== EXERCISE GOAL ==
Using the entries that follow, give the number of lines containing the string "control". Write nothing besides that number.

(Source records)
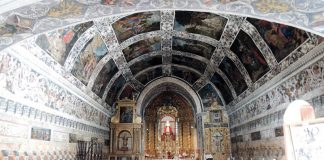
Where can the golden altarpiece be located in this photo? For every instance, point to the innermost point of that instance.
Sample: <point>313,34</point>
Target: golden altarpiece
<point>216,133</point>
<point>125,132</point>
<point>169,133</point>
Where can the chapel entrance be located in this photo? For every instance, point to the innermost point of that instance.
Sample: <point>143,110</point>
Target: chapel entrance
<point>170,130</point>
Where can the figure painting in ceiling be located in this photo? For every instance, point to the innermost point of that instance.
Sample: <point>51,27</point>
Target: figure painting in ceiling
<point>250,56</point>
<point>59,43</point>
<point>150,75</point>
<point>281,39</point>
<point>193,46</point>
<point>86,62</point>
<point>136,24</point>
<point>209,95</point>
<point>129,92</point>
<point>103,78</point>
<point>114,90</point>
<point>40,134</point>
<point>219,82</point>
<point>189,62</point>
<point>185,74</point>
<point>207,24</point>
<point>148,62</point>
<point>15,24</point>
<point>141,47</point>
<point>234,75</point>
<point>67,9</point>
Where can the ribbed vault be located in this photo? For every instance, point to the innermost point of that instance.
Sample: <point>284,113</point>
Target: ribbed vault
<point>223,57</point>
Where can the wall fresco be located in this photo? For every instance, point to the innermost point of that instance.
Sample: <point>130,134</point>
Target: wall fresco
<point>142,47</point>
<point>220,84</point>
<point>148,62</point>
<point>185,74</point>
<point>193,46</point>
<point>136,24</point>
<point>194,63</point>
<point>114,90</point>
<point>15,24</point>
<point>104,76</point>
<point>21,81</point>
<point>88,59</point>
<point>59,43</point>
<point>281,39</point>
<point>234,75</point>
<point>207,24</point>
<point>250,56</point>
<point>129,92</point>
<point>40,134</point>
<point>209,95</point>
<point>150,75</point>
<point>66,9</point>
<point>305,81</point>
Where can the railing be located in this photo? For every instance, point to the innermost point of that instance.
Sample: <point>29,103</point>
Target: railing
<point>89,150</point>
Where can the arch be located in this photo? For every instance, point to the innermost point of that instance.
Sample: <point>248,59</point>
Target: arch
<point>149,89</point>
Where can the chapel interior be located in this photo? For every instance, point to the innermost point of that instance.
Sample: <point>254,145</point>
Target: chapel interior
<point>161,79</point>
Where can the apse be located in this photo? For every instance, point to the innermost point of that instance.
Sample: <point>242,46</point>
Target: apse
<point>227,70</point>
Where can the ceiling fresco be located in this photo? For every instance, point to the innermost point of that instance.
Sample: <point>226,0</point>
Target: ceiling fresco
<point>186,74</point>
<point>92,53</point>
<point>141,47</point>
<point>192,46</point>
<point>281,39</point>
<point>250,56</point>
<point>223,57</point>
<point>60,42</point>
<point>189,62</point>
<point>209,95</point>
<point>102,80</point>
<point>234,75</point>
<point>136,24</point>
<point>223,88</point>
<point>150,75</point>
<point>207,24</point>
<point>148,62</point>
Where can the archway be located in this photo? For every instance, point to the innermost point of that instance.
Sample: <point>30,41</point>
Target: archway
<point>170,130</point>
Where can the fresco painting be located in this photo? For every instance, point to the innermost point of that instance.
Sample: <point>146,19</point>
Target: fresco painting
<point>189,62</point>
<point>126,115</point>
<point>59,43</point>
<point>103,78</point>
<point>136,24</point>
<point>150,75</point>
<point>207,24</point>
<point>185,74</point>
<point>40,134</point>
<point>114,90</point>
<point>15,24</point>
<point>209,95</point>
<point>193,46</point>
<point>250,56</point>
<point>141,47</point>
<point>66,9</point>
<point>22,81</point>
<point>221,85</point>
<point>234,75</point>
<point>281,39</point>
<point>129,92</point>
<point>89,57</point>
<point>148,62</point>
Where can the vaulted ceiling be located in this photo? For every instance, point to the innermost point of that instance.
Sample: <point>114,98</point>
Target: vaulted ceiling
<point>224,57</point>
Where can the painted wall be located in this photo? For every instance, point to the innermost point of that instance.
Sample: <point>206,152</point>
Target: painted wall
<point>256,127</point>
<point>40,117</point>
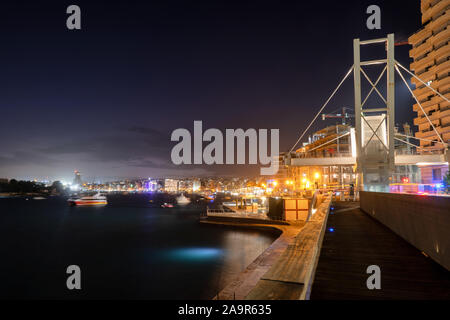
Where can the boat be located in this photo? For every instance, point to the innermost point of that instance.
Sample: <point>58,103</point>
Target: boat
<point>167,205</point>
<point>95,200</point>
<point>182,200</point>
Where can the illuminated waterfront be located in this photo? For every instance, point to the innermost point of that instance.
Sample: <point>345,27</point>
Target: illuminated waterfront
<point>123,252</point>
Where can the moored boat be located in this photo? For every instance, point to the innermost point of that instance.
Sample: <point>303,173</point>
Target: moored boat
<point>95,200</point>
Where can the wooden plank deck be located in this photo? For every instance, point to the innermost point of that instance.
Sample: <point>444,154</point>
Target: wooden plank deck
<point>359,241</point>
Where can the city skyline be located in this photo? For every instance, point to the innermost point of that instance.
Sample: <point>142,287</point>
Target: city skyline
<point>104,99</point>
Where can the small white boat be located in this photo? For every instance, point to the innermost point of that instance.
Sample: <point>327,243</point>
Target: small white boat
<point>95,200</point>
<point>182,200</point>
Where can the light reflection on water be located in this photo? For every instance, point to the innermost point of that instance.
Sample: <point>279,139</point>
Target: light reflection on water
<point>140,253</point>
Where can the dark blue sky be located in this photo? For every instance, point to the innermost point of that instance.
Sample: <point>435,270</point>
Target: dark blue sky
<point>105,99</point>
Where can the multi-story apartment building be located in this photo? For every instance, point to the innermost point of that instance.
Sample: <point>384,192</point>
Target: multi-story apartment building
<point>431,54</point>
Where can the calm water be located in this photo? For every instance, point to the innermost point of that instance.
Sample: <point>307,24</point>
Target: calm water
<point>123,252</point>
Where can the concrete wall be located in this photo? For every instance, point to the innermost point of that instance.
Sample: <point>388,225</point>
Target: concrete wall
<point>423,221</point>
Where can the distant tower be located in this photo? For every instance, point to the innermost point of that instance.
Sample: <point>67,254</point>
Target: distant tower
<point>77,178</point>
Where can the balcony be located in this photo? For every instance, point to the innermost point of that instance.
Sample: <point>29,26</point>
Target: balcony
<point>424,63</point>
<point>441,20</point>
<point>436,7</point>
<point>441,53</point>
<point>441,37</point>
<point>419,36</point>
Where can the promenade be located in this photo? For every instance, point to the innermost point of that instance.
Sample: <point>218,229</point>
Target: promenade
<point>358,241</point>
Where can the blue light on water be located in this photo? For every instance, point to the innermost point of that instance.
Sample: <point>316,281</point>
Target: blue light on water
<point>195,254</point>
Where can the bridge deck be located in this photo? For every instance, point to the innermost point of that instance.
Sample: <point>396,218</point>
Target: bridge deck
<point>359,241</point>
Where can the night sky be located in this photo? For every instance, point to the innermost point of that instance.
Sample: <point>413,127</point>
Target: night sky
<point>105,99</point>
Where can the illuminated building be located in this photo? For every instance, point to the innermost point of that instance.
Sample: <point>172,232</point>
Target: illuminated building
<point>77,179</point>
<point>170,185</point>
<point>324,144</point>
<point>431,54</point>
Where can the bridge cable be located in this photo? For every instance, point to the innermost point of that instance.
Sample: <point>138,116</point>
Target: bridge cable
<point>412,137</point>
<point>428,86</point>
<point>325,143</point>
<point>321,109</point>
<point>417,100</point>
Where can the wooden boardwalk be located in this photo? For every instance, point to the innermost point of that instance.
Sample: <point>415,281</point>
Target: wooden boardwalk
<point>359,241</point>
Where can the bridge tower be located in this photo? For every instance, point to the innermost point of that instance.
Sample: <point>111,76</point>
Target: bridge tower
<point>374,127</point>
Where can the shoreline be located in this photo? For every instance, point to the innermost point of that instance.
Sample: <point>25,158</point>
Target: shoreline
<point>241,285</point>
<point>286,269</point>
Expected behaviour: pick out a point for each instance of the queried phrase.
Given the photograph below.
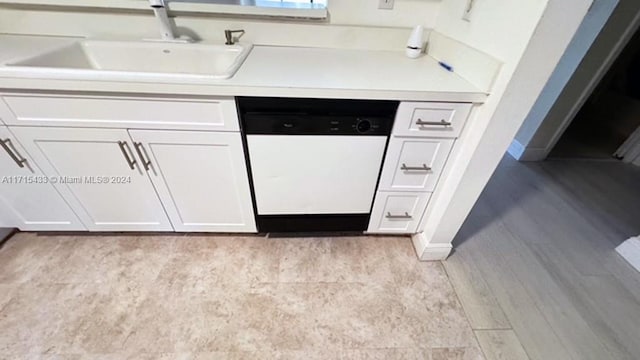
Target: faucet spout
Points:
(228, 34)
(160, 11)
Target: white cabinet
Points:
(139, 112)
(423, 136)
(97, 172)
(431, 119)
(201, 178)
(28, 200)
(397, 212)
(414, 164)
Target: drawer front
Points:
(414, 164)
(122, 112)
(431, 119)
(397, 213)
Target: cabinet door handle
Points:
(424, 167)
(124, 147)
(442, 122)
(5, 145)
(405, 216)
(140, 150)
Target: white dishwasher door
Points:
(308, 174)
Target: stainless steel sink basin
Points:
(131, 60)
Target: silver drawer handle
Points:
(405, 216)
(5, 145)
(140, 150)
(442, 122)
(124, 147)
(424, 167)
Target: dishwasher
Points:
(314, 163)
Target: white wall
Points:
(529, 36)
(580, 44)
(406, 13)
(549, 120)
(352, 23)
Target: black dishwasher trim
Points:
(313, 223)
(332, 117)
(311, 116)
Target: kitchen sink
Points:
(131, 60)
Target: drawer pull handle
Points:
(5, 145)
(405, 216)
(424, 167)
(442, 122)
(140, 150)
(124, 147)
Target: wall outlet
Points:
(385, 4)
(468, 9)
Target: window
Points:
(289, 4)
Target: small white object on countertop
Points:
(415, 42)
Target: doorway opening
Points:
(610, 116)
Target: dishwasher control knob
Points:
(363, 126)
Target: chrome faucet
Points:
(228, 34)
(166, 28)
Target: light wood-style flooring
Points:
(535, 267)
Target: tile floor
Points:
(223, 297)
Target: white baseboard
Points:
(5, 232)
(516, 149)
(430, 252)
(521, 153)
(630, 251)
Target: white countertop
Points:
(270, 71)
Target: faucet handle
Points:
(228, 34)
(156, 3)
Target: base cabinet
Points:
(27, 200)
(97, 172)
(201, 178)
(147, 180)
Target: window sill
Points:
(176, 7)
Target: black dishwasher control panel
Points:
(293, 116)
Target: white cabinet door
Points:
(99, 176)
(397, 212)
(414, 164)
(28, 200)
(201, 178)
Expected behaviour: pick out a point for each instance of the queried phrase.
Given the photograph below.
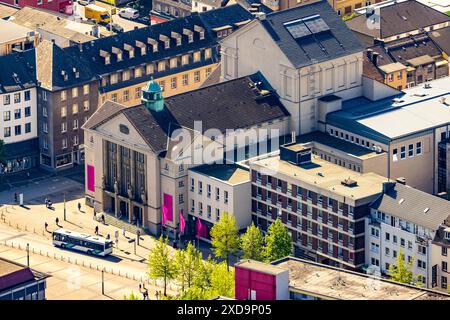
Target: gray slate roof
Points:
(227, 105)
(338, 41)
(413, 206)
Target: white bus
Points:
(94, 245)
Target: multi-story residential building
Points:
(14, 38)
(404, 220)
(64, 6)
(172, 8)
(19, 282)
(218, 188)
(395, 20)
(323, 205)
(305, 53)
(406, 62)
(440, 258)
(18, 105)
(179, 54)
(298, 279)
(134, 164)
(412, 127)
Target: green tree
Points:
(278, 242)
(252, 243)
(161, 264)
(132, 296)
(187, 262)
(225, 238)
(402, 271)
(222, 281)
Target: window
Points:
(185, 79)
(18, 130)
(197, 76)
(17, 97)
(6, 99)
(173, 83)
(17, 114)
(418, 148)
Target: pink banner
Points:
(90, 178)
(182, 222)
(168, 203)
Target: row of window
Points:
(208, 212)
(7, 131)
(17, 97)
(17, 114)
(418, 147)
(209, 190)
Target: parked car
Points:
(85, 2)
(129, 13)
(114, 28)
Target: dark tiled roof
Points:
(227, 105)
(398, 18)
(17, 71)
(338, 41)
(86, 57)
(414, 206)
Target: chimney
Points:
(143, 47)
(200, 30)
(106, 55)
(375, 58)
(153, 43)
(130, 50)
(166, 40)
(176, 36)
(189, 33)
(117, 52)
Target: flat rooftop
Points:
(340, 145)
(260, 266)
(326, 176)
(229, 173)
(415, 110)
(335, 283)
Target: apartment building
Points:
(305, 52)
(218, 188)
(406, 62)
(323, 205)
(18, 103)
(134, 164)
(411, 127)
(404, 219)
(64, 6)
(14, 38)
(393, 20)
(75, 80)
(298, 279)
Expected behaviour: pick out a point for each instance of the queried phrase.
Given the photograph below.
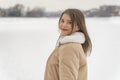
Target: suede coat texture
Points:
(68, 60)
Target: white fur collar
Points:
(77, 37)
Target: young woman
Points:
(68, 60)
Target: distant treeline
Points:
(19, 11)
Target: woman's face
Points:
(65, 25)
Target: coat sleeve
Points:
(68, 63)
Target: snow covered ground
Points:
(26, 43)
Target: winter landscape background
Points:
(26, 43)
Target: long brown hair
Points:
(78, 17)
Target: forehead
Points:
(66, 16)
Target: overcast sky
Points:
(56, 5)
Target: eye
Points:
(70, 22)
(62, 21)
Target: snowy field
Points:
(26, 43)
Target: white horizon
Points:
(56, 5)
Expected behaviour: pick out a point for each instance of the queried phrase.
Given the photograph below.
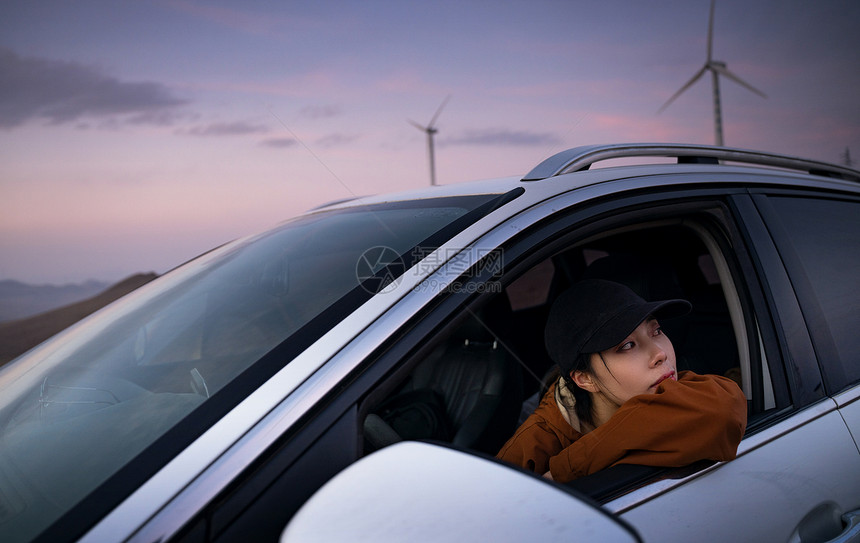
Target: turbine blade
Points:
(722, 70)
(416, 125)
(685, 87)
(711, 33)
(432, 122)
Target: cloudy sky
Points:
(135, 135)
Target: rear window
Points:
(825, 235)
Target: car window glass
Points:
(825, 234)
(81, 407)
(475, 382)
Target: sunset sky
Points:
(135, 135)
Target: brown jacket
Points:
(698, 417)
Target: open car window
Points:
(484, 373)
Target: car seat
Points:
(478, 386)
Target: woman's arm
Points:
(698, 417)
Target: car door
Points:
(798, 466)
(798, 477)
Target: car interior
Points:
(486, 371)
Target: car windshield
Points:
(111, 394)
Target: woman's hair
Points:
(584, 404)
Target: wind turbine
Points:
(717, 68)
(431, 130)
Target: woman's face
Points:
(635, 366)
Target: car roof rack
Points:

== RESPONSE TO THE EXERCISE ==
2